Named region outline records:
►
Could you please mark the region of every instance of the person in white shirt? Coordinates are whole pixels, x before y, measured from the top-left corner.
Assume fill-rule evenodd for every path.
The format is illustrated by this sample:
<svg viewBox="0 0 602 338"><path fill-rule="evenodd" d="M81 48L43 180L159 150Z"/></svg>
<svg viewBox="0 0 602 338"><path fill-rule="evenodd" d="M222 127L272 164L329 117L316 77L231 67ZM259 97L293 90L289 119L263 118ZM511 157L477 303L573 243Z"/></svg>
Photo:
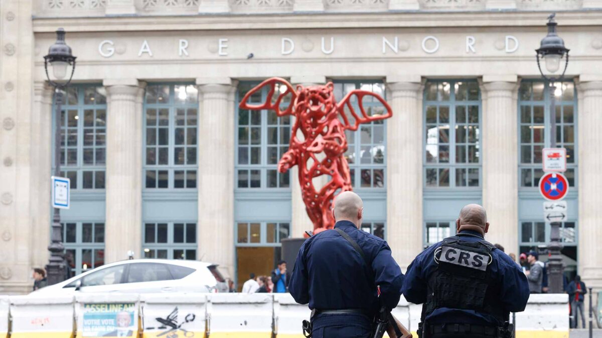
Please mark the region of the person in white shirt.
<svg viewBox="0 0 602 338"><path fill-rule="evenodd" d="M255 293L259 289L259 284L255 280L255 274L251 274L250 278L243 284L243 293Z"/></svg>

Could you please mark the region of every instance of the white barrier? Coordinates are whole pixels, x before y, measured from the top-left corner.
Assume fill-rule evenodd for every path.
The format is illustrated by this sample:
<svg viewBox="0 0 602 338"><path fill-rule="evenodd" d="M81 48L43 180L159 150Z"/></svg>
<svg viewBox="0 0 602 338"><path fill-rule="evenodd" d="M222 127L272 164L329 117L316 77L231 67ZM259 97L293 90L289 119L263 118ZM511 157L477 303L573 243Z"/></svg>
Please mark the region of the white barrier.
<svg viewBox="0 0 602 338"><path fill-rule="evenodd" d="M74 333L73 296L10 297L11 338L70 338Z"/></svg>
<svg viewBox="0 0 602 338"><path fill-rule="evenodd" d="M0 338L8 336L8 296L0 296Z"/></svg>
<svg viewBox="0 0 602 338"><path fill-rule="evenodd" d="M531 295L517 313L517 338L568 338L568 295Z"/></svg>
<svg viewBox="0 0 602 338"><path fill-rule="evenodd" d="M137 293L78 295L75 297L77 338L138 337L139 299Z"/></svg>
<svg viewBox="0 0 602 338"><path fill-rule="evenodd" d="M202 293L140 295L143 338L202 338L206 329L206 296Z"/></svg>
<svg viewBox="0 0 602 338"><path fill-rule="evenodd" d="M269 293L211 293L207 308L211 338L270 338L273 298Z"/></svg>
<svg viewBox="0 0 602 338"><path fill-rule="evenodd" d="M297 304L290 293L274 295L274 318L278 338L303 338L301 322L309 320L307 304Z"/></svg>

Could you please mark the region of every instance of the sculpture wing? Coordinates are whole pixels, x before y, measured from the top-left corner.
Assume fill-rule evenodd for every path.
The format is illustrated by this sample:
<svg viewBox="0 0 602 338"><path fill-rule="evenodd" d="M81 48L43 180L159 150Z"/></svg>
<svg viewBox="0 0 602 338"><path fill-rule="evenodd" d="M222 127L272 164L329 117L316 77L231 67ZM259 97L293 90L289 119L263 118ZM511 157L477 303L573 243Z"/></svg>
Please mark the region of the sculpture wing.
<svg viewBox="0 0 602 338"><path fill-rule="evenodd" d="M249 100L251 96L256 93L261 93L264 87L268 88L265 101L259 104L250 103ZM281 107L281 103L282 102L282 100L288 95L291 96L287 108L282 110ZM271 78L249 91L244 95L244 97L243 98L238 106L241 109L253 110L266 109L274 110L278 116L284 116L292 114L296 97L297 92L295 91L294 88L293 88L291 84L288 83L288 81L281 78Z"/></svg>
<svg viewBox="0 0 602 338"><path fill-rule="evenodd" d="M364 106L364 99L367 97L376 98L384 107L383 114L368 114ZM356 108L354 107L353 102L357 102L357 107L359 108L359 112L356 111ZM377 107L379 106L376 106ZM375 107L374 107L375 108ZM337 105L337 111L338 112L342 120L343 126L346 129L352 131L358 130L358 127L361 123L366 123L378 120L384 120L393 115L393 111L391 109L391 106L386 103L386 101L380 95L374 94L367 90L361 90L356 89L347 93ZM359 114L358 114L359 112ZM350 118L353 117L353 120L350 120Z"/></svg>

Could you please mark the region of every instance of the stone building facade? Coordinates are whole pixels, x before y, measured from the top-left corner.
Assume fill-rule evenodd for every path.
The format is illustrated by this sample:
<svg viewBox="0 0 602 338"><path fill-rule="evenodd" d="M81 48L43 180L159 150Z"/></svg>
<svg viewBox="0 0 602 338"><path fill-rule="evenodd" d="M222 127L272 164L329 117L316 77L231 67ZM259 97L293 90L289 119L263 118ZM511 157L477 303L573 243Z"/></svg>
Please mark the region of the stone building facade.
<svg viewBox="0 0 602 338"><path fill-rule="evenodd" d="M544 253L550 98L534 50L552 11L571 49L554 93L571 156L563 253L567 273L602 287L600 1L3 0L0 292L27 292L48 262L57 126L42 57L59 27L78 57L60 126L76 273L129 250L217 263L239 282L268 273L280 241L311 227L296 171L275 170L291 121L237 108L275 76L386 97L393 117L349 133L347 157L362 228L400 265L468 203L487 208L488 240Z"/></svg>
◄
• _Written request_
How many lines in the records above contain the string "sculpture"? Reply with the number alone.

• _Complete output_
2